## ASSIGNMENT
The full data must be written out exactly, with every line included.

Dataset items
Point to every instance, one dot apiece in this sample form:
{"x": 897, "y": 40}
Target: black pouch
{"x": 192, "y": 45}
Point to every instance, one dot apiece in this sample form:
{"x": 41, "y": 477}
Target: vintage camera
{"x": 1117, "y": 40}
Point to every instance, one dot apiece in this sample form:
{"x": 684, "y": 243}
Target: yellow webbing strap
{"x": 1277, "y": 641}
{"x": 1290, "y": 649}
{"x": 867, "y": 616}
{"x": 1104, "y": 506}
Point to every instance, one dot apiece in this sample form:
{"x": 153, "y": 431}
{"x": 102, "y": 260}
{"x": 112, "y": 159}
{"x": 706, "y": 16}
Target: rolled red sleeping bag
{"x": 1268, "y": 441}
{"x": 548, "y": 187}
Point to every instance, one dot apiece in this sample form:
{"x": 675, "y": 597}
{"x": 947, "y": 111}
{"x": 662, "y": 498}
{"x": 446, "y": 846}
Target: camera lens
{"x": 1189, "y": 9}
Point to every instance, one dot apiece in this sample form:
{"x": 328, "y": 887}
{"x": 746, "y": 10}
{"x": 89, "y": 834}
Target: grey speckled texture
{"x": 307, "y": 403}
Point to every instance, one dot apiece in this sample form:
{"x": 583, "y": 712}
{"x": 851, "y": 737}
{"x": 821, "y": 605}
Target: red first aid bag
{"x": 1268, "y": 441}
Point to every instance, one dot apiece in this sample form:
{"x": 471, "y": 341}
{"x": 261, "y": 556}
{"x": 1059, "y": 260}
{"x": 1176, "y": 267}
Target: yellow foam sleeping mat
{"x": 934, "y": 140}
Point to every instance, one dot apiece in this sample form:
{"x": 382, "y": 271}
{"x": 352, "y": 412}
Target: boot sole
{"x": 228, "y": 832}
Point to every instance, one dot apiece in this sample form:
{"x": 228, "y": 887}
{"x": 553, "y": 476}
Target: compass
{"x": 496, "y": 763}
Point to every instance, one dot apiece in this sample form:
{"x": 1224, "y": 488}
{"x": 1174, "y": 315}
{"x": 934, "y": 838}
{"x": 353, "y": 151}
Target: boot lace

## TASK ANSWER
Point to every instance, one dot apiece in this sample form:
{"x": 897, "y": 40}
Target: black pouch
{"x": 192, "y": 45}
Point to every instance, one dot apiece in this sample form:
{"x": 41, "y": 477}
Target: vintage camera
{"x": 1117, "y": 40}
Point to every instance, one dot apiece in this sample form:
{"x": 684, "y": 243}
Target: yellow webbing strap
{"x": 1277, "y": 641}
{"x": 1290, "y": 649}
{"x": 867, "y": 616}
{"x": 1104, "y": 506}
Point to every instance, one dot apiece in this sample form:
{"x": 153, "y": 431}
{"x": 102, "y": 260}
{"x": 112, "y": 159}
{"x": 706, "y": 16}
Target: rolled red sleeping bag
{"x": 1268, "y": 441}
{"x": 548, "y": 187}
Point to every instance, one dot apiece in this sample form:
{"x": 675, "y": 597}
{"x": 947, "y": 111}
{"x": 662, "y": 498}
{"x": 446, "y": 846}
Target: camera lens
{"x": 1189, "y": 9}
Point to every instance, one dot apiece in this sample form:
{"x": 328, "y": 887}
{"x": 746, "y": 10}
{"x": 89, "y": 834}
Target: grey speckled texture
{"x": 307, "y": 403}
Point to every instance, one dot apiece in this sample form:
{"x": 583, "y": 712}
{"x": 851, "y": 737}
{"x": 821, "y": 605}
Target: red first aid bag
{"x": 1268, "y": 441}
Point to every instance, one dot apiece in this sample form:
{"x": 471, "y": 341}
{"x": 261, "y": 556}
{"x": 1059, "y": 260}
{"x": 1176, "y": 267}
Target: yellow foam sleeping mat
{"x": 934, "y": 140}
Point to every instance, one dot apiece in this sample form:
{"x": 382, "y": 271}
{"x": 352, "y": 412}
Target: boot sole
{"x": 228, "y": 832}
Point to every instance, one dot apiece in this sample form:
{"x": 228, "y": 887}
{"x": 553, "y": 476}
Target: compass
{"x": 496, "y": 763}
Point to every instance, one dot apiece in this sample form:
{"x": 1224, "y": 488}
{"x": 1174, "y": 315}
{"x": 934, "y": 838}
{"x": 353, "y": 151}
Target: boot lace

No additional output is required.